[Records in a dataset]

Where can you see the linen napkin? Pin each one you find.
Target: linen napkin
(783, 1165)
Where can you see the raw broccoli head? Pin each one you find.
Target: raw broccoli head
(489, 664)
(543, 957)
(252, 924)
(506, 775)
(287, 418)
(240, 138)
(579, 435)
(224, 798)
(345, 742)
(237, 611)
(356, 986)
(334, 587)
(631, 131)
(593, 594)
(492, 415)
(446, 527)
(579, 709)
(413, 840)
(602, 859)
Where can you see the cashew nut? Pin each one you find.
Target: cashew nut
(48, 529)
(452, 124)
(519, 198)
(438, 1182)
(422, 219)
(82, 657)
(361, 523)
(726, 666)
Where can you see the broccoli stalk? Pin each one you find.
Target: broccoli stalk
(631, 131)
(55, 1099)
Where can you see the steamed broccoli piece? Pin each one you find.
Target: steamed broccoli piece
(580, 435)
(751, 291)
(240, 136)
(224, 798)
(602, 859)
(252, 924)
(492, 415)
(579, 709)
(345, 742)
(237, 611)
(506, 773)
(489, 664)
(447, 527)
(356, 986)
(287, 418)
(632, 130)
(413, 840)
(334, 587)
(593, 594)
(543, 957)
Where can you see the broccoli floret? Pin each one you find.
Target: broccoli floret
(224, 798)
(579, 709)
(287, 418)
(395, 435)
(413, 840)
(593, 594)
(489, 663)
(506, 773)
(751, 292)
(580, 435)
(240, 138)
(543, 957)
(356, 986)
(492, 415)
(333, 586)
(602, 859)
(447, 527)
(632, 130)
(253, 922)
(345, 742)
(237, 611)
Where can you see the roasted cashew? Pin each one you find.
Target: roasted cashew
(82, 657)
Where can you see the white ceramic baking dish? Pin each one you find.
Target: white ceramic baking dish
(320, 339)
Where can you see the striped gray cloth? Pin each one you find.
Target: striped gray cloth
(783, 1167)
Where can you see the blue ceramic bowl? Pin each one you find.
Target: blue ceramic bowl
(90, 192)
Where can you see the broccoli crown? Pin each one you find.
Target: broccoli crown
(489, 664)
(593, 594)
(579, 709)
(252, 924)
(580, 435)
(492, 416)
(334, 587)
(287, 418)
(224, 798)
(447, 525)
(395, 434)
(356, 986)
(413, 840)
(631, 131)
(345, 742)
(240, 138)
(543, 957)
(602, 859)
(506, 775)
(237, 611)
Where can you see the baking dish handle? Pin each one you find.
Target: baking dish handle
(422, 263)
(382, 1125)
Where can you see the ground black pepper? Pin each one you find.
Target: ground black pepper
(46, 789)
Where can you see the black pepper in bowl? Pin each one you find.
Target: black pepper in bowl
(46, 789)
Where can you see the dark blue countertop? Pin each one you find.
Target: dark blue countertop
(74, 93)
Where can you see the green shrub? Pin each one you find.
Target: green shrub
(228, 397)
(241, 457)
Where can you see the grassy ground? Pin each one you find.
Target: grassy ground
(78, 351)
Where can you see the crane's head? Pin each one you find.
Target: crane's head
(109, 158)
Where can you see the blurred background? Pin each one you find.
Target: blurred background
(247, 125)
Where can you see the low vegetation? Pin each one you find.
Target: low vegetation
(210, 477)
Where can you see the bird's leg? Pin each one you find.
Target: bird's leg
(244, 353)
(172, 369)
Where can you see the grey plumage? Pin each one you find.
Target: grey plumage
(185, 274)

* Work required
Copy out the records verbatim, starting at the line that contains "Where can you see the crane's" and running through the end of the records.

* Answer to this problem
Where can you see the crane's head? Pin each one you find.
Target: crane's head
(109, 158)
Where can you see the blurred background? Pin each one you find.
Target: blurred background
(247, 125)
Where can you see the low vegetation? Pin each one you find.
Target: low vegetation
(210, 477)
Where can you see the bird's leg? Pin each one you find.
Target: bird's leg
(244, 353)
(172, 369)
Where can you see the grey plumage? Pin each one you find.
Target: grey plumage
(185, 274)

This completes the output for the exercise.